- [TEXT PASSAGE]:
Official figures show that consumer prices across the 19 countries that use the euro currency are rising at a record rate.   -   Copyright  Martin Meissner / AP

The Organisation for Economic Co-operation and Development (OECD) urged countries to speed up the pace of vaccine distribution to curb the pandemic, pointing to the "threat to economic recovery" of the Omicron variant.

The Paris-based organisation stressed that global recovery is becoming increasingly imbalanced with continued uncertainty over the emergence of new variants.

"The economic priority is the vaccine," said the OECD, warning that the recovery from last year's post-pandemic slump is running out of steam.

Global growth is set to hit 5.6% this year before moderating to 4.5% in 2022 and 3.2% in 2023, the organisation noted in its latest economic outlook.

With the global economy rebounding strongly, the post-pandemic increase in consumer demand has led to bottlenecks in global supply chains, pushing up prices and creating inflation.

The renewed inflationary pressures risk lasting longer than what was expected a few months ago, with rising food and energy prices hitting low-income households in particular.

But the OECD assured the spike will fade as demand and production return to normal.

(Dataset records)

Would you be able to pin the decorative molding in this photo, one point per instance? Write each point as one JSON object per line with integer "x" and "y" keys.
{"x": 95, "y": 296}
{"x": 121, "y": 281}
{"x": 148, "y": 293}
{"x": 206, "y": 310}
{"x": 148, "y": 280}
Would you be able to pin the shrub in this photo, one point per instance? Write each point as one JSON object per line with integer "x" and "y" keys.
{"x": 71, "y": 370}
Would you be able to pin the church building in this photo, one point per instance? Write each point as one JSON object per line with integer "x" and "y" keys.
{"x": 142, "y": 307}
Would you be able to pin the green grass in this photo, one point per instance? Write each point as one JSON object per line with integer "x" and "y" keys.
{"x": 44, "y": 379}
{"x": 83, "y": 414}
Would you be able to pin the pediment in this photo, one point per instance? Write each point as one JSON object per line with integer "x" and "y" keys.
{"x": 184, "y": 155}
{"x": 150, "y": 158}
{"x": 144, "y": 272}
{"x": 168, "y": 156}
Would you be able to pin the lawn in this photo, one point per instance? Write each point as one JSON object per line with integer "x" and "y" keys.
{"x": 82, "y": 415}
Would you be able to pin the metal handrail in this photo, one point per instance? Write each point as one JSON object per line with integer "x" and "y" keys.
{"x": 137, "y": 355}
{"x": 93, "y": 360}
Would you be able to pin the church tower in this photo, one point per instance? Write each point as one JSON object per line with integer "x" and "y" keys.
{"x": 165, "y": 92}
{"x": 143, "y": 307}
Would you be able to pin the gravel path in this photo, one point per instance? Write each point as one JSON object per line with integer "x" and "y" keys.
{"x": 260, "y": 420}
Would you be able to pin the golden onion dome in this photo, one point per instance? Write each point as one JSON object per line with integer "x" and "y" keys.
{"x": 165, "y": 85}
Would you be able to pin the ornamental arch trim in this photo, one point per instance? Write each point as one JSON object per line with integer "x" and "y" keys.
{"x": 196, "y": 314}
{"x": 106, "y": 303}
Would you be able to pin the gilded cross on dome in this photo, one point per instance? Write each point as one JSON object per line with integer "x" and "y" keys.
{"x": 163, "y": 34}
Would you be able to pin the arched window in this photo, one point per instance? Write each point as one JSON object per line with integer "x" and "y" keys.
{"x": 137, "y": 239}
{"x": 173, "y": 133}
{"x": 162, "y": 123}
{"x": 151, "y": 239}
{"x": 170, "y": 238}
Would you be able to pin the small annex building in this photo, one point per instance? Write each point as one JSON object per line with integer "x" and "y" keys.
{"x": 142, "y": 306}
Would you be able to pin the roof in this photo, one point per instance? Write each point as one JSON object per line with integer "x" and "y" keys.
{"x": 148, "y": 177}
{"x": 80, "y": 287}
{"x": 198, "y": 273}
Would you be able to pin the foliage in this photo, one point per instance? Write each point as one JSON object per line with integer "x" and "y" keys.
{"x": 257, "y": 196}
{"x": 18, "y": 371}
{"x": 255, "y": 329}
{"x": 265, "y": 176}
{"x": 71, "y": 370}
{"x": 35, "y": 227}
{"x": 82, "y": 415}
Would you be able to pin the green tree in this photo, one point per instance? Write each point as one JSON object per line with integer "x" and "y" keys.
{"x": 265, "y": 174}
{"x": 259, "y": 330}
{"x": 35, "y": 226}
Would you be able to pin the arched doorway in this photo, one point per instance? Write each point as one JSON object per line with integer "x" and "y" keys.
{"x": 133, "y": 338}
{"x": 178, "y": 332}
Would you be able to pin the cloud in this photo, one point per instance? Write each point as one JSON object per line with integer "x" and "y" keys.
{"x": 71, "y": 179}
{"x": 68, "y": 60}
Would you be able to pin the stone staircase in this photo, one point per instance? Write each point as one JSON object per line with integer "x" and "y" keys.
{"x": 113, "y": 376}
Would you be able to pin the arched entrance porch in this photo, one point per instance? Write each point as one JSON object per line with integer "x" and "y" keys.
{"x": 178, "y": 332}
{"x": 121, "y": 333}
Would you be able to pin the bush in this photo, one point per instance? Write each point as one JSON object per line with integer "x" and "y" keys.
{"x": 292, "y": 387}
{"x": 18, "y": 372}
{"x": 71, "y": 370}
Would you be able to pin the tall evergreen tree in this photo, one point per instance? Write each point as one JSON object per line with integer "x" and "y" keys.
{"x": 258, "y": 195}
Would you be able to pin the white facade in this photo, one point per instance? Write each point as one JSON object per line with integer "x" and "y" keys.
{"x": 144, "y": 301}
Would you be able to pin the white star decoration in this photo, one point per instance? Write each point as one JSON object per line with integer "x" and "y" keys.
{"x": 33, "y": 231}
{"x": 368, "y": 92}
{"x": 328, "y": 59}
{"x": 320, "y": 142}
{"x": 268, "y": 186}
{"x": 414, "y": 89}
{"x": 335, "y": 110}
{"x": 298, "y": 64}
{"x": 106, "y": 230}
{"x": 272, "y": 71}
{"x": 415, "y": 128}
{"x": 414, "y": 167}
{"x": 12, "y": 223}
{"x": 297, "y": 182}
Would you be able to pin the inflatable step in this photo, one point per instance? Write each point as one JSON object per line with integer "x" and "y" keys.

- [WHAT YOU NEED TO DO]:
1. According to the article on the OECD economic outlook, what will global growth be in 2023?
2. Turn the paragraph beginning "With the global economy rebounding strongly" in the OECD outlook article into a short bulleted list that keeps its main facts.
3. Carry on the article about the OECD economic outlook, picking up after its final sentence.

- [ANSWERS TO THE EXERCISE]:
1. 3.2%

2.
- The global economy is rebounding strongly.
- The post-pandemic rise in consumer demand has caused bottlenecks in global supply chains.
- These bottlenecks have pushed up prices and created inflation.

3.
"The main risk, however, is that inflation continues to surprise on the upside, forcing the major central banks to tighten monetary policy earlier and to a greater extent than projected," the OECD said.

Against that backdrop, the best thing central banks can do is wait for supply tensions to ease and signal they will act if necessary, the organisation declared.

In the United States, the OECD forecast the world's biggest economy would grow 5.6% this year, 3.7% in 2022, and 2.4% in 2023, down from previous projections of 6.0% in 2021 and 3.9% in 2022.

The outlook for China was also less optimistic, with a growth forecast at 8.1% in 2021 and 5.1% in both 2022 and 2023 whereas previously the OECD had expected 8.5% in 2021 and 5.8% in 2022.

However, the outlook was slightly more upbeat for the eurozone than previously expected with growth expected at 5.2% in 2021, 4.3% in 2022, and 2.5% in 2023 compared with previous forecasts of 5.3% in 2021 and 4.6% 2022.